■ **Given passage**:
When discussion first surfaced a year or two ago about an Israeli call for the Palestinians to recognize Israel as a "Jewish State," criticisms of the Israeli government burst forth. Why was Prime Minister Benjamin Netanyahu adding a new requirement? It's unrealistic, it was said, and demonstrated anew that the Israeli premier wasn't really interested in negotiations and peace with the Palestinians.
One of the striking moments of the prime minister's address before Congress on Tuesday was his focus on exactly this point. He called on Palestinian President Mahmoud Abbas to stand before his people and say six courageous words: "I will accept a Jewish state."
Netanyahu continued: "Those six words will change history. They will make clear to the Palestinians that this conflict must come to an end. That they are building a state not to continue the conflict with Israel, but to end it."
It may not be so obvious to everyone why the Israeli prime minister emphasized the words "Jewish state." Isn't it sufficient for the Palestinians to recognize the state of Israel?
Netanyahu's words reflect an understanding of "old wine in new bottles," of how Arab and Palestinian historic rejection of Israel's existence can appear to change in a post-Oslo world but, in fact, represent the same rejectionism that has plagued this conflict for more than six decades.
The very concept of Israel as expressed in three documents -- the Balfour Declaration of 1917, the U.N. Partition resolution of 1947, and the Israeli Declaration of Independence of 1948 -- was as the home for the Jewish people based on the historic connection of the Jews to the land.
All three documents recognized the rights of Arab residents. Balfour called for no violation of their civil rights, the U.N. required a division of the land so that Arabs would have their own state, and the Declaration of Independence asserted full and equal rights for the Arab citizens of the new state -- in other words, a complete democracy in a Jewish state.

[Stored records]
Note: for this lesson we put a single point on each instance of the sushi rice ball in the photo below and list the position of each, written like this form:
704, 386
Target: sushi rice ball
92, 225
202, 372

■ **Task set**:
1) Rewrite the paragraph beginning "All three documents recognized" from the passage on Israel as a Jewish state as a short list, keeping its main facts.
2) Write the next part of the passage about Netanyahu's call for Palestinians to accept a Jewish state, starting after its final sentence.

■ **Answers provided**:
1)
The three documents all recognized the rights of Arab residents:
- Balfour Declaration: called for no violation of their civil rights.
- U.N. Partition resolution: required a division of the land so that Arabs would have their own state.
- Israeli Declaration of Independence: asserted full and equal rights for the new state's Arab citizens, amounting to a complete democracy in a Jewish state.

2)
Aside from Hamas, which is blunt about its rejection of Israel, other Palestinians, in light of their commitments under the Oslo accords refrain from using the old Palestine Liberation Organization language about Israel. No more the assertion that Israel needs to be thrown into the sea; instead, it's a two-state solution.
Yet significant parts of Israeli society believe that when the Palestinians say two states, they do not mean an Arab Palestinian state and a Jewish state, but a Palestinian state and a bi-national state. After all, if it was to be the former, then the Palestinians would acknowledge that the refugee problem should be resolved primarily within the new Palestinian state, just as the Jewish refugee problem was resolved by their absorption into Israel.
The fact that Abbas refuses to relinquish the "right of return" indicates that the Israeli state the Palestinians envision recognizing would in no way resemble the kind of state embodied in the Zionist concept of a homeland for the Jewish people.
That is why Israeli leaders across the political spectrum make clear there can be no peace agreement until the Palestinians stop demanding that refugees and their descendants be settled in Israel.
The call for the Palestinians to accept Israel as a Jewish state, however, recognizes that the refugee problem, as serious as it is, is still a symptom of the disease, not the disease itself. This fundamental opposition to a Jewish state remains a tool to satisfy the goal of upending the Jewishness behind the state of Israel.
And it is exactly that Jewishness the enemies of Israel see as the true provocation.
It speaks to the long history of relations between Jews and Muslims through the centuries, a relationship that in many ways was better than that of Jews living under Christians in Europe, but was still characterized by a consistent Muslim belief in Jewish inferiority and second-class status.
This kind of thinking suffused that part of the world, even when individuals or political parties were not Islamic in any way. It didn't matter if the ruler was pan-Arabist, Socialist, or otherwise secularist; even those of a non-Islamic bent shared pejorative notions about the Jews.
Israel, if it stands for anything in the Arab mind, is an assertion of Jewish equality. This is difficult for Arabs and Muslims to swallow under any circumstances, but particularly so because that assertion is being made in the heartland of the Arab world.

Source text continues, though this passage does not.